PROVIDED RECORDS →
* * *

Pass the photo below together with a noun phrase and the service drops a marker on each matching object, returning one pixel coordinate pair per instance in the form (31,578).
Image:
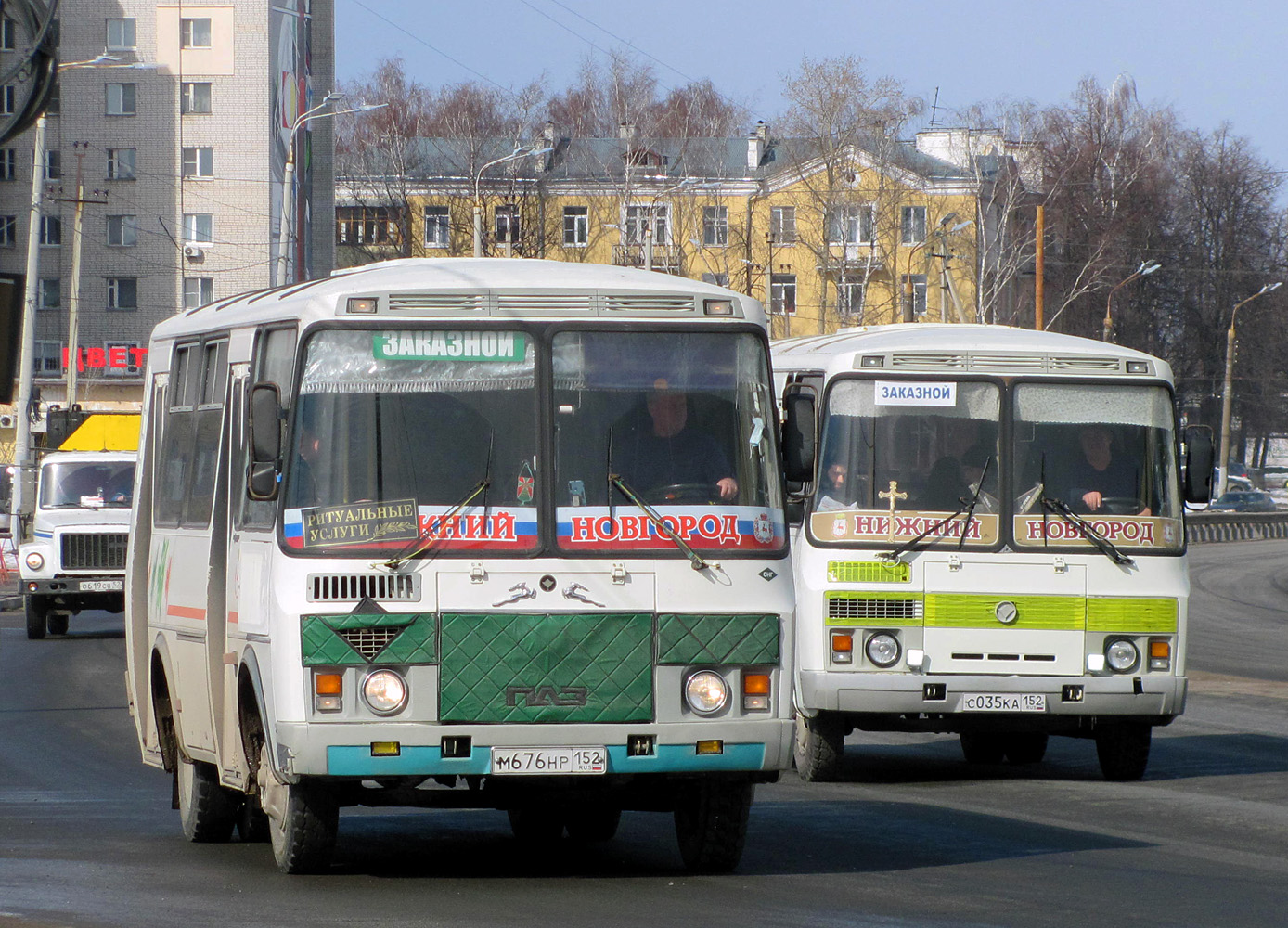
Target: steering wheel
(1119,506)
(679,494)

* * *

WHAT NEEDS TO BE DONE → The listing above must be printed again exactly, minus its pictures.

OUTPUT FOR THIS TASK →
Pass the photo below together with a noun phrase and the service drops a marker on each matching object, returning one pixel coordinate pair per instance in the form (31,578).
Image:
Target: steering wheel
(1119,506)
(679,494)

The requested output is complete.